**What this task involves:**
Rewrite every item below, substituting "in this image" for each occurrence of "in this photo" and leaving all other wording unchanged. Leave the pictures out of your answer.
[Listing start]
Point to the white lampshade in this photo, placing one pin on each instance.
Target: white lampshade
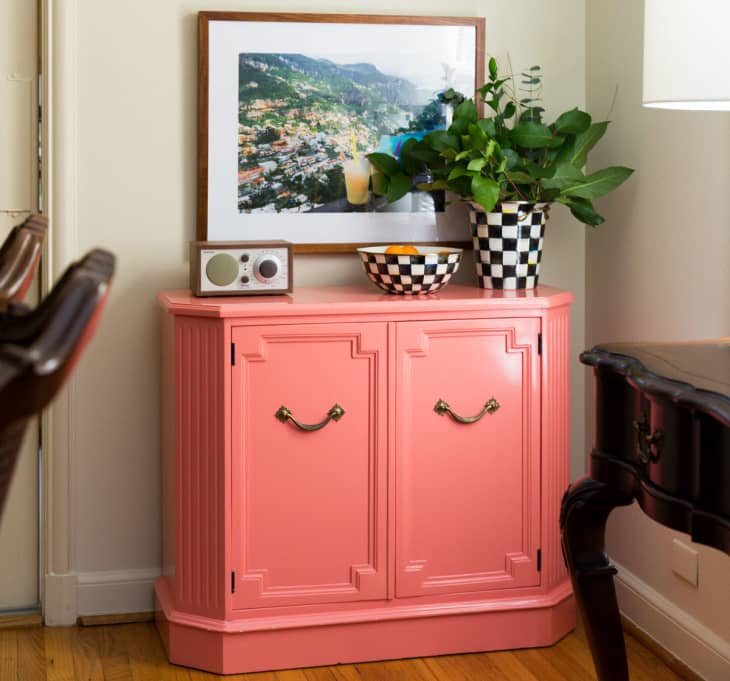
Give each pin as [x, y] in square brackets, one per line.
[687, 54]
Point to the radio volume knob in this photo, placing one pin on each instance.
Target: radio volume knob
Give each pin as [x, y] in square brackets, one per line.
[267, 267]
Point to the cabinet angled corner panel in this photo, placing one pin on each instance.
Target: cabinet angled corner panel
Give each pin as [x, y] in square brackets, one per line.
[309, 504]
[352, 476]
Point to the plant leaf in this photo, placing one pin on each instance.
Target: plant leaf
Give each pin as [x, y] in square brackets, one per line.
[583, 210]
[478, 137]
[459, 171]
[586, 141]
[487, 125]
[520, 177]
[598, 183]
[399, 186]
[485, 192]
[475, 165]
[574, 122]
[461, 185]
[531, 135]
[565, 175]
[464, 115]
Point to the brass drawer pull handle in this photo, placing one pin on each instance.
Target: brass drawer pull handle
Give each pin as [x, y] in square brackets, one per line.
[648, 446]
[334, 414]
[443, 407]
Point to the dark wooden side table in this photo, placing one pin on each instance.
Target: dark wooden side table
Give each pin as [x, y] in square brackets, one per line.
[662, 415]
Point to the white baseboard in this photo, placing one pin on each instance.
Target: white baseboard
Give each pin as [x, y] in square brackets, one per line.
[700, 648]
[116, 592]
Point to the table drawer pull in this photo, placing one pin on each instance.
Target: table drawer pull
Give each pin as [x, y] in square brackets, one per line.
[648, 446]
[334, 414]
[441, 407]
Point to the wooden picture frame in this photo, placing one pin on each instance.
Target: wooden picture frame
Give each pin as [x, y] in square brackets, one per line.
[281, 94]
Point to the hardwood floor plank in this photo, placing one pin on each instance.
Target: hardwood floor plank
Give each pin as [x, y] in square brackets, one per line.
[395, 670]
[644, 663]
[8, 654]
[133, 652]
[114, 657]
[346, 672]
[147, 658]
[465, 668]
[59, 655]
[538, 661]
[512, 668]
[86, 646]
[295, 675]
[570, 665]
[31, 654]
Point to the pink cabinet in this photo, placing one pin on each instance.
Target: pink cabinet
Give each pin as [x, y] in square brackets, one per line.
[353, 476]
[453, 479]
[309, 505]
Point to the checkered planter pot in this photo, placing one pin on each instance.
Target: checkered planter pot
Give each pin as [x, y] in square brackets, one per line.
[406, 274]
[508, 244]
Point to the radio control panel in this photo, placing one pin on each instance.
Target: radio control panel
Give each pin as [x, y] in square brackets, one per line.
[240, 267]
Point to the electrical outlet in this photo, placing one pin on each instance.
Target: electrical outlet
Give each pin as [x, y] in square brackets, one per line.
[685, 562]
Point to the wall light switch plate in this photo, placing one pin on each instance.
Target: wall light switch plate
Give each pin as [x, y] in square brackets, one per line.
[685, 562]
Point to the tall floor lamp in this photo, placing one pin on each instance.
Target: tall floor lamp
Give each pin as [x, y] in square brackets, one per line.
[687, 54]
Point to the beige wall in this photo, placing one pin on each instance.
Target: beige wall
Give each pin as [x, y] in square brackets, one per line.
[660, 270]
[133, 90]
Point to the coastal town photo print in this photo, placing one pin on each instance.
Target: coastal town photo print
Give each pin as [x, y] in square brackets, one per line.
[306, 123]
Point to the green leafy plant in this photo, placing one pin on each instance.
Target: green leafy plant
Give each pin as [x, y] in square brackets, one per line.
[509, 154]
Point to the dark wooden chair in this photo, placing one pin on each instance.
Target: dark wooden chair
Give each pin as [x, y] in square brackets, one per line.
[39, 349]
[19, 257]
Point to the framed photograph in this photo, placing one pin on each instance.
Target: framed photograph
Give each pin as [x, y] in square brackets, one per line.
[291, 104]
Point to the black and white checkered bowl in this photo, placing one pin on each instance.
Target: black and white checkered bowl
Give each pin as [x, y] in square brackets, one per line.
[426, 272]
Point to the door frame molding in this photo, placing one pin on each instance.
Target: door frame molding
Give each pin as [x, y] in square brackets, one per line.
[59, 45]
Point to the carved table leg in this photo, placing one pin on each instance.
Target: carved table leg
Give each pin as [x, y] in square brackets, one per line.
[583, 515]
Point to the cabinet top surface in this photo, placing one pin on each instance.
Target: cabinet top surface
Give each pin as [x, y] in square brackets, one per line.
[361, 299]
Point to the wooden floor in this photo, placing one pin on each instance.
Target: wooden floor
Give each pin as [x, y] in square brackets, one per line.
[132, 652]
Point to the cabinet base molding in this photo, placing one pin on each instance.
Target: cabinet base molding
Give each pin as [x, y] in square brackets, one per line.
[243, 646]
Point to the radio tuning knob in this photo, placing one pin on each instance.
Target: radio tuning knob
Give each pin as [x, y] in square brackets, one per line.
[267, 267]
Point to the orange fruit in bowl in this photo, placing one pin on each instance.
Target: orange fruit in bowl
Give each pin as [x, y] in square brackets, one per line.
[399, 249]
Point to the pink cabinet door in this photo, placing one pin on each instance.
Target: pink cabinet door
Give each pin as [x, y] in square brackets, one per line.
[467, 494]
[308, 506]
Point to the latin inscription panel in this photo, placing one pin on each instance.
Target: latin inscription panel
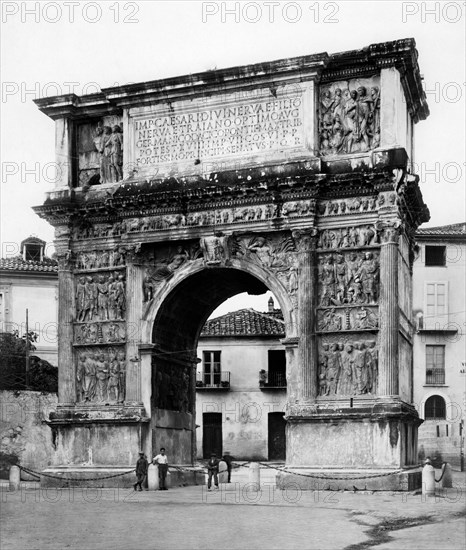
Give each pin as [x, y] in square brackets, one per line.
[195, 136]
[Listing end]
**Completed task:**
Point to the white lampshade in this image, placing one pin on each instance.
Target: white lampshade
Give each pin as [x, y] in square brackets, one per line.
[687, 54]
Point to the radio volume knob in this image, placing one pin on each instance.
Target: radio volume knob
Give each pin as [x, y] in square brackets, one per line.
[267, 267]
Point to the cabinet angled corner panel in this image, placing one pin on each instance.
Target: cabinet angled corner panel
Give each pin as [x, y] in square brackets, one per line.
[309, 504]
[352, 476]
Point to the plant leaf in this image, placing one pin on each instance.
Target: plant leaf
Give each pin as [x, y] in square brackets, one per line.
[583, 210]
[478, 137]
[459, 171]
[586, 141]
[487, 125]
[520, 177]
[598, 183]
[399, 186]
[485, 192]
[475, 165]
[574, 122]
[461, 185]
[531, 135]
[565, 175]
[464, 115]
Point to the brass drawer pull handle in this image, placing one pin on each instance.
Target: brass drawer pull handle
Give each pin as [x, y] in square brackets, one per line.
[648, 446]
[334, 414]
[443, 407]
Point to the dark wooden side table in this image, placing one pin on each instance.
Target: dark wooden side table
Give each pin as [x, y] in square brackets, one per line.
[662, 415]
Point to the white baseboard in this image, placing one pin on each instance.
Target: white baseboard
Give each pin as [x, y] in square brackets, one per line.
[700, 648]
[116, 592]
Point to the table drawer pull in this image, placing one pin on each instance.
Target: table drawer pull
Give each pin as [x, y] in square brackets, one per line.
[648, 446]
[334, 414]
[441, 407]
Point to the wooden picture frame in this image, placing one pin on each instance.
Target: wooden picture frame
Give each pin as [x, y] in square brackets, one per line.
[281, 94]
Point to the hardwood floor plank in this image, placing one pin on each instance.
Target: hardwood floor plank
Give each pin as [x, y] in square brackets, one per line.
[395, 670]
[644, 663]
[8, 654]
[133, 652]
[114, 657]
[346, 672]
[147, 658]
[465, 668]
[59, 655]
[538, 661]
[512, 668]
[86, 646]
[295, 675]
[570, 665]
[31, 654]
Point to the pink cabinet in this image, placing one pin on each instance.
Target: pink cabinet
Give each pin as [x, y] in square brackets, one per line.
[353, 476]
[453, 479]
[309, 505]
Point to the checkered planter pot in this image, placing one pin on each instance.
Target: checkered planter pot
Give each pin as [x, y] in square brackets, one per line.
[406, 274]
[508, 244]
Point to the radio control panel in this image, placing one pin on each instance.
Target: radio control panel
Give each pin as [x, y] in square brackets, one per line.
[240, 267]
Point to the electrical outlet in this image, placing one pin on each instance.
Target: electrical outlet
Give each pin as [x, y] in square brackets, one per line.
[685, 562]
Point to the wall light switch plate in this image, placing one pin on each instance.
Target: wall light switch plate
Give each pin as [x, y] in square brackets, one per line.
[685, 562]
Point to the tall floor lamp in this image, placing one pin on each instance.
Target: tall floor lamp
Give each pin as [x, y] in square brackets, one per line.
[687, 54]
Point to the beige wall in this image, placing one pin on each instance.
Target: beige wall
Give each pin as [x, y] in square brackets, one per line.
[660, 270]
[133, 90]
Point to the coastal town photo print in this image, placing one pin on each instance.
Target: coastal town photo print
Give each pin as [x, y] in square brackets, one per line.
[306, 123]
Point to the green leafy plant in this image, placing one pin on each instance.
Target: green leafy plant
Give each pin as [x, y] in square brackets, one per line.
[509, 154]
Point to the dark wooden chair in this image, placing one pin on each instance.
Target: dark wooden chair
Give each pin as [x, y] in square brackets, one per line.
[39, 349]
[19, 257]
Point to the framed photograph in this image, placing one pin on each instance.
Target: framed photograph
Give each pin as [x, y] in square brackets, one per line.
[291, 104]
Point to the black and white checkered bowl in this image, placing one pin on each instance.
Target: black and white checkered bowl
Give each pin as [x, y] in square brackets, one per line.
[426, 272]
Point to the door frame molding in this image, placing one pin on each instance.
Target: door frame molding
Give each pin as [x, y] in square brackets, one per line.
[59, 45]
Point to the carved table leg in this image, placing one pin on each instance.
Target: carved table leg
Give each pin as [x, y] in square brackets, one per line.
[583, 515]
Point to the cabinet top surface in this image, placing one pin on each instance.
Target: cabinet top surface
Give each pin as [x, y] in square brackets, one per line.
[361, 299]
Point to the wooden floor in this image, placing one pin on each instance.
Target: wooden floor
Give each pin as [x, y] in square brackets, one per line.
[132, 652]
Point to the cabinet base molding in this image, placing one pin on each instance.
Target: cabinet base molding
Give each pin as [x, y] in square brackets, one per line.
[243, 646]
Point to the radio tuning knob in this image, placing one pin on each instance.
Target: radio tuning knob
Give each pin as [x, y] in square brackets, one per line.
[267, 267]
Point to the orange fruit in bowl in this image, placing one pin on each instance.
Target: orange fruit in bowl
Give each pin as [x, y] in square brackets, one per line.
[399, 249]
Point to the pink cabinet door in this image, placing one pin on each instance.
Target: pink cabinet door
Give each pin as [x, y] in square brackets, one per line.
[467, 494]
[308, 506]
Point to the latin inscription panel in this image, placing one pin on each instance.
Target: latin inscription panel
Give each pin as [x, y] in square brackets, one per line.
[195, 136]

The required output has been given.